## Task directions
Check each line of the data for "mask" and select those that have it.

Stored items
<<<<

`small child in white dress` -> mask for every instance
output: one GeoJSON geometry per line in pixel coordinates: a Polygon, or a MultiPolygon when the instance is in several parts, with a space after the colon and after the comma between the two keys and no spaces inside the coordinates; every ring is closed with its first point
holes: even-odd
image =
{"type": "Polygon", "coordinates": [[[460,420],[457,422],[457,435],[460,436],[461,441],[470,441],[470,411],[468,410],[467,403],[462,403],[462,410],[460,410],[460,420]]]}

>>>>
<<<<

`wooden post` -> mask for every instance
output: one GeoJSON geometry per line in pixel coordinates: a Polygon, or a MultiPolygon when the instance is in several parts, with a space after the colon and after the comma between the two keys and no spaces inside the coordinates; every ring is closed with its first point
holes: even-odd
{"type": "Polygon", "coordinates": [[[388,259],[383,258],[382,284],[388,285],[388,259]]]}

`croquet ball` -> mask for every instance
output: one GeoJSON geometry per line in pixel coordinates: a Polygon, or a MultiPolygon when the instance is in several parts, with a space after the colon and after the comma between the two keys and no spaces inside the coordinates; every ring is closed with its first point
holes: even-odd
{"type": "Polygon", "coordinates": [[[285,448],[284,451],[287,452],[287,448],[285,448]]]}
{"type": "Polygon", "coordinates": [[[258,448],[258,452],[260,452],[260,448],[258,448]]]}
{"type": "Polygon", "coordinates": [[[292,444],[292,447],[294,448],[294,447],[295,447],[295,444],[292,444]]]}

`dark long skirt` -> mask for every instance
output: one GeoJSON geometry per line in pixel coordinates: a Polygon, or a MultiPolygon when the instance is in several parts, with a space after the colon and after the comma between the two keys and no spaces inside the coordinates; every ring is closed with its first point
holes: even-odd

>>>>
<<<<

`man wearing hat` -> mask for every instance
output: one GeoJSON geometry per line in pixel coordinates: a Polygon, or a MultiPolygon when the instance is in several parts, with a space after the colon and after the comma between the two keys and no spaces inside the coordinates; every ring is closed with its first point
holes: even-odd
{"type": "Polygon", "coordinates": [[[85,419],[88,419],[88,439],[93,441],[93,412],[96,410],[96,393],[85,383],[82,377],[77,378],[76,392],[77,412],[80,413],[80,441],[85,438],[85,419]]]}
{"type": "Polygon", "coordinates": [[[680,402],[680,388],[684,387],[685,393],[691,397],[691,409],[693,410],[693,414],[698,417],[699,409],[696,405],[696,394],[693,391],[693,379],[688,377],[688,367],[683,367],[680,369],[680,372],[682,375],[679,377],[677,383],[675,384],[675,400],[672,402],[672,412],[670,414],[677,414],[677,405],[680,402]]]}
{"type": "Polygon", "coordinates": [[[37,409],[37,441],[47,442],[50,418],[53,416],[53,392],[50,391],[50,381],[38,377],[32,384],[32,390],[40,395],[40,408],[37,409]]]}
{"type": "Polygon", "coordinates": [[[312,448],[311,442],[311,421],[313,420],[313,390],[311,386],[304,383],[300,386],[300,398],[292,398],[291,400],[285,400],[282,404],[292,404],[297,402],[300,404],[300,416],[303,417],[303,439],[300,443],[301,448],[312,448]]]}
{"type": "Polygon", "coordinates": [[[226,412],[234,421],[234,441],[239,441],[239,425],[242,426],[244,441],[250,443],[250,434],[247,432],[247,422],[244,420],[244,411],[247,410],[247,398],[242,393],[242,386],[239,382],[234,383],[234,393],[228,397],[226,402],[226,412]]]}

>>>>

## Solution
`small child in white dress` -> mask for every instance
`wooden post` -> mask for every instance
`croquet ball` -> mask for every instance
`dark long skirt` -> mask for every instance
`man wearing hat` -> mask for every instance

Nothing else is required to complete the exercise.